[start of Data section]

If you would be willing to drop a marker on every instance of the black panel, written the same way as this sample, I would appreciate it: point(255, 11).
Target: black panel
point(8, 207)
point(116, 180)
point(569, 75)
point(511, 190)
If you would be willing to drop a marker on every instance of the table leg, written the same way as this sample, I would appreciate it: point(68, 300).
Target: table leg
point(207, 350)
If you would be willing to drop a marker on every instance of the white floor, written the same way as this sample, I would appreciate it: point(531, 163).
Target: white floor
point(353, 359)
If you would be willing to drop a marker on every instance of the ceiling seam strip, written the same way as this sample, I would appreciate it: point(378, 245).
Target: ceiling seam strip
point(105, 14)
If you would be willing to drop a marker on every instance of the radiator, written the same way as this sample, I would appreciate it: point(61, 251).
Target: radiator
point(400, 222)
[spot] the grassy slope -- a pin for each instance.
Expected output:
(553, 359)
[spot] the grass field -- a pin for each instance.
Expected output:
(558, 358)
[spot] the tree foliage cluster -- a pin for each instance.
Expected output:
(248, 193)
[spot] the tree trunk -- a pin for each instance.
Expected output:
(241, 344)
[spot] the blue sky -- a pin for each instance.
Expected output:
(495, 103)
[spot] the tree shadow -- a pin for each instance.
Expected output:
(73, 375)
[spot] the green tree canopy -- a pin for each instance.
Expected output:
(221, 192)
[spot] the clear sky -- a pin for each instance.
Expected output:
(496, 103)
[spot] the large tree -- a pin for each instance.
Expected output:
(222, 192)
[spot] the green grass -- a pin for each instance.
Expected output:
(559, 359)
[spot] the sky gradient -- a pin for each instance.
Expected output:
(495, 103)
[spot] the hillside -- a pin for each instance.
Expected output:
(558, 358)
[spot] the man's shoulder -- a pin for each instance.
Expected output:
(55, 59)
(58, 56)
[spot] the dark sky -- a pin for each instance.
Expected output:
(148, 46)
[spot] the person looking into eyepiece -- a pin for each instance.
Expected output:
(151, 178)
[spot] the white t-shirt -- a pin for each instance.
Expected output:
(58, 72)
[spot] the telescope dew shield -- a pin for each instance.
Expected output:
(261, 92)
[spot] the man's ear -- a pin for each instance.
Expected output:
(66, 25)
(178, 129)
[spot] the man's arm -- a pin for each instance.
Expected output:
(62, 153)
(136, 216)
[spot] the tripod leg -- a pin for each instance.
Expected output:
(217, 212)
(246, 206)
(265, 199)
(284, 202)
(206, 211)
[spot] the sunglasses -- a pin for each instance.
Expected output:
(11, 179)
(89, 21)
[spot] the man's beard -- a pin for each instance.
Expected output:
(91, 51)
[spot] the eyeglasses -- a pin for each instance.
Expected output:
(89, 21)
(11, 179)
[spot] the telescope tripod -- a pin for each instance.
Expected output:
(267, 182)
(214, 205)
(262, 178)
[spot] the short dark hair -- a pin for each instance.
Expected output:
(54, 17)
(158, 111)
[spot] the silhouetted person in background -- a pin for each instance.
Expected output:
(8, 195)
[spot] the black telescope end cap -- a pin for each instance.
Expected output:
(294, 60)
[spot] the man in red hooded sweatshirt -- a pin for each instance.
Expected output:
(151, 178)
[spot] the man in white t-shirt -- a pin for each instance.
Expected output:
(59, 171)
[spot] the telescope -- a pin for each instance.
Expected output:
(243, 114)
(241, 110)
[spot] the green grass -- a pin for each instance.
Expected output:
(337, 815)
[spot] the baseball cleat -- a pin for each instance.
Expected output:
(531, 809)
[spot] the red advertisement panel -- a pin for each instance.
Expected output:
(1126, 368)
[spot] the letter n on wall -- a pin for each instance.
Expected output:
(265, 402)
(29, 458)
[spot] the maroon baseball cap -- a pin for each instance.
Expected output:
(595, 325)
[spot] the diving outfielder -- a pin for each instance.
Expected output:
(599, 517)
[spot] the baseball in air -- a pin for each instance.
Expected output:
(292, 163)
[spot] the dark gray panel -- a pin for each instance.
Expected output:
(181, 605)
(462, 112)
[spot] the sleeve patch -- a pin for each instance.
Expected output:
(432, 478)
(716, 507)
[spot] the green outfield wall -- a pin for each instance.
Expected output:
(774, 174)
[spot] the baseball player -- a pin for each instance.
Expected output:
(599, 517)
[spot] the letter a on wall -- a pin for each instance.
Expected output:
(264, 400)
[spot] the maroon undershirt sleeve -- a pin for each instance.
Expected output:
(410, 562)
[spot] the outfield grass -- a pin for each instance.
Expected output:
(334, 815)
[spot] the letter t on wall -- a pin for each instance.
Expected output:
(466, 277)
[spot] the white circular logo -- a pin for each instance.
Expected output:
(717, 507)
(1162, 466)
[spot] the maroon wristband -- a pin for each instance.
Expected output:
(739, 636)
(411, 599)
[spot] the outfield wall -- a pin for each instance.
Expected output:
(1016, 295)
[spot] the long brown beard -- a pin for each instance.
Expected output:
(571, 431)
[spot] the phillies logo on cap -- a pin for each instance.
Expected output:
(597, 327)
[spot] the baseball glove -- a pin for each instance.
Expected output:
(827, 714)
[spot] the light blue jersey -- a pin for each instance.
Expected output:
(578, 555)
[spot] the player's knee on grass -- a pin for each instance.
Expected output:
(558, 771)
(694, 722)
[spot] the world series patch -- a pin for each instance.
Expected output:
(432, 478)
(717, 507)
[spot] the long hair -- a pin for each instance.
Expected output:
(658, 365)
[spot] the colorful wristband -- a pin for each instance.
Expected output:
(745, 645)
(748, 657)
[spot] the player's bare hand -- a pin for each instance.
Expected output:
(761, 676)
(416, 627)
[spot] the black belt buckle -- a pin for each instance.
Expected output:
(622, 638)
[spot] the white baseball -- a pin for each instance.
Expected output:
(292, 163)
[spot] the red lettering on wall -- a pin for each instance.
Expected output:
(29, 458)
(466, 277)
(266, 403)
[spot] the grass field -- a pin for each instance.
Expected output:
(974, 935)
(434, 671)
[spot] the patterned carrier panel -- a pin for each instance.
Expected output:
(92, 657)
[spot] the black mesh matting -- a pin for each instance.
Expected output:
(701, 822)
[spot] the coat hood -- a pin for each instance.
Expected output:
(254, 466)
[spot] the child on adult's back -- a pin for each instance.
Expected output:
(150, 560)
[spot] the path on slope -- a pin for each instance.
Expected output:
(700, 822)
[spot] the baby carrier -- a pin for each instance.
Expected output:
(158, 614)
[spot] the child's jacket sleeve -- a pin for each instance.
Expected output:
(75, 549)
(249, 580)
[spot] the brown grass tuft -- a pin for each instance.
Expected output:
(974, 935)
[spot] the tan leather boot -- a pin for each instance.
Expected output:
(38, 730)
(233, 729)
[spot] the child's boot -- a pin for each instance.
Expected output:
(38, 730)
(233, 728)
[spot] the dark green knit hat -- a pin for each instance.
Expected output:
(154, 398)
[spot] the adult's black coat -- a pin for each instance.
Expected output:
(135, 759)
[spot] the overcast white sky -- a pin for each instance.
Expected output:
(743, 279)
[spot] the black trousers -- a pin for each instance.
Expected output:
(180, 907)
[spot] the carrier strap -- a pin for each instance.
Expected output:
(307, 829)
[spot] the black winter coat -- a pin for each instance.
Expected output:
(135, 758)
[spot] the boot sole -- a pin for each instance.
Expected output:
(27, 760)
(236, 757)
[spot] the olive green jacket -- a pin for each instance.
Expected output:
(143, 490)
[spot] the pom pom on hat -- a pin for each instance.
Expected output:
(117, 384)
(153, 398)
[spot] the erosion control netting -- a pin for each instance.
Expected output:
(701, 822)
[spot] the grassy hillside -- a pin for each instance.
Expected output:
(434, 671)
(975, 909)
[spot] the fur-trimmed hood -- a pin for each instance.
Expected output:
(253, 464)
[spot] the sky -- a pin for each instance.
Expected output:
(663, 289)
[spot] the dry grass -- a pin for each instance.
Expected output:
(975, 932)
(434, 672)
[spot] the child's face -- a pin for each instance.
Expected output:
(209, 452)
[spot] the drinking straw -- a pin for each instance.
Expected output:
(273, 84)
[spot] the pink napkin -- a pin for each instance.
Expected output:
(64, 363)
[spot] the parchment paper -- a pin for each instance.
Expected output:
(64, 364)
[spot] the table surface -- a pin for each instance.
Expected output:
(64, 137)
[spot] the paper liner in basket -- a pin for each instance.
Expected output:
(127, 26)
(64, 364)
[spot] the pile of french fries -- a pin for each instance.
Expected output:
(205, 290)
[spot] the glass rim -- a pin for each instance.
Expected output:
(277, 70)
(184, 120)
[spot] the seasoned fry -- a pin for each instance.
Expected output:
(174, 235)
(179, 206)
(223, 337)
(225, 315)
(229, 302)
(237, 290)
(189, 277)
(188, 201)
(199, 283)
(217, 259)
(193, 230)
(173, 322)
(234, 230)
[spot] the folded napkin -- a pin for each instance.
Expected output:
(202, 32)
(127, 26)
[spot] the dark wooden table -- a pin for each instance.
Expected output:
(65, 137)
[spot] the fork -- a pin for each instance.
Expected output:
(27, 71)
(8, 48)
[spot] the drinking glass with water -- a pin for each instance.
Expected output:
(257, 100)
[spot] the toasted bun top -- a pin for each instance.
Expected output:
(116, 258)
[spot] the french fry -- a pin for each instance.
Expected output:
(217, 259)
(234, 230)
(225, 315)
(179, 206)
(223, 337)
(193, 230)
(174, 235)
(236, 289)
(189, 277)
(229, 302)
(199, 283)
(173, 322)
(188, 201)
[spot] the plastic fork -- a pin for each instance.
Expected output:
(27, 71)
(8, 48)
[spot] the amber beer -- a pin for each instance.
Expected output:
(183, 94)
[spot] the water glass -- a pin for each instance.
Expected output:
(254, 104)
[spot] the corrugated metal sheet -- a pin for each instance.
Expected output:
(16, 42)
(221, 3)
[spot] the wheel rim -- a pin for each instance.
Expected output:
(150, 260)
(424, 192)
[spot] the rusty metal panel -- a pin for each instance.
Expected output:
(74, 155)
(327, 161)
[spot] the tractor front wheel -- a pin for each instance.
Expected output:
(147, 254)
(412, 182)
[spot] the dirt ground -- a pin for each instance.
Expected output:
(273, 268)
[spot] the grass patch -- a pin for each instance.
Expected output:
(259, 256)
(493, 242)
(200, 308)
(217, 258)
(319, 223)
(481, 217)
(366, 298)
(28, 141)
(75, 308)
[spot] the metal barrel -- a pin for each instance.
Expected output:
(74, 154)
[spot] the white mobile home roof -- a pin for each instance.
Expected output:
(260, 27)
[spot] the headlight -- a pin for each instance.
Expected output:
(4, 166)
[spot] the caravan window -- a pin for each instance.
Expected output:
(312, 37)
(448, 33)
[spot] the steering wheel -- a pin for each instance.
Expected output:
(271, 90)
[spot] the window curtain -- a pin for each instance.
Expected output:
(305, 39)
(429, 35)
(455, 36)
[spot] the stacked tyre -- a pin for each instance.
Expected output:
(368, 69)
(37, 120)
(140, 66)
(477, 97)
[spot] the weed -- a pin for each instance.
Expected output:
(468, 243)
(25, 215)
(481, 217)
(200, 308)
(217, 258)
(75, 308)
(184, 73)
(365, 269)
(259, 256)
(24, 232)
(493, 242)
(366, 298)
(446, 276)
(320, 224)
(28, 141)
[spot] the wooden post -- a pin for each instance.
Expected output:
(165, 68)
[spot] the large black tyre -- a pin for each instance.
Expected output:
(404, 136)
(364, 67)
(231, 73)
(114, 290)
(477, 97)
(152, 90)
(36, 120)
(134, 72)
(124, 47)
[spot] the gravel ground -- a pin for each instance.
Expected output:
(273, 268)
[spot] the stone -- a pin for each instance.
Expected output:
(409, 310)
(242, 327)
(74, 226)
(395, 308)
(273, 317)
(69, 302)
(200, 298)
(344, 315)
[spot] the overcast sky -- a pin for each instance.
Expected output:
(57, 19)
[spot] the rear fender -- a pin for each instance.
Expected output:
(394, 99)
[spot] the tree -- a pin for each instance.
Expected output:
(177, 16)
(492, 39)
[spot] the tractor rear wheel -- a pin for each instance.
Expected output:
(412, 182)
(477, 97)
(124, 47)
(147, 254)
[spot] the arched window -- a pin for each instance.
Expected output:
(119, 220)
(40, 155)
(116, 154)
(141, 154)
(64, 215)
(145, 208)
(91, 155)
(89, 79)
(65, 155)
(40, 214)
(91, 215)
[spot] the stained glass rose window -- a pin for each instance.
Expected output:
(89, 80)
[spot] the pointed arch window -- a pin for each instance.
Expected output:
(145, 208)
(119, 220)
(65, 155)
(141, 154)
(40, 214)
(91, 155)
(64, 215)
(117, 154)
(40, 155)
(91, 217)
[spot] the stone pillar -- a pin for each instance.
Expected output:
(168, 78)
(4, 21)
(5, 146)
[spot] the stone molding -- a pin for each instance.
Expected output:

[end of Data section]

• [Objective]: Extract the lines above from the one containing "[spot] the arched" to the last line, both included, exactly as written.

• [Solution]:
[spot] the arched window -- a pin for each instance.
Expected output:
(119, 220)
(40, 155)
(116, 154)
(141, 154)
(64, 215)
(145, 208)
(91, 155)
(89, 79)
(65, 155)
(40, 214)
(91, 215)
[spot] the stained glass rose window -- a pin for each instance.
Expected output:
(89, 80)
[spot] the pointed arch window -- a pin for each instance.
Expected output:
(145, 208)
(119, 220)
(65, 155)
(141, 154)
(40, 214)
(91, 155)
(64, 215)
(117, 154)
(40, 155)
(91, 217)
[spot] the stone pillar -- a pin for each instance.
Expected output:
(168, 78)
(4, 21)
(5, 146)
[spot] the stone molding -- a pin for each instance.
Expected output:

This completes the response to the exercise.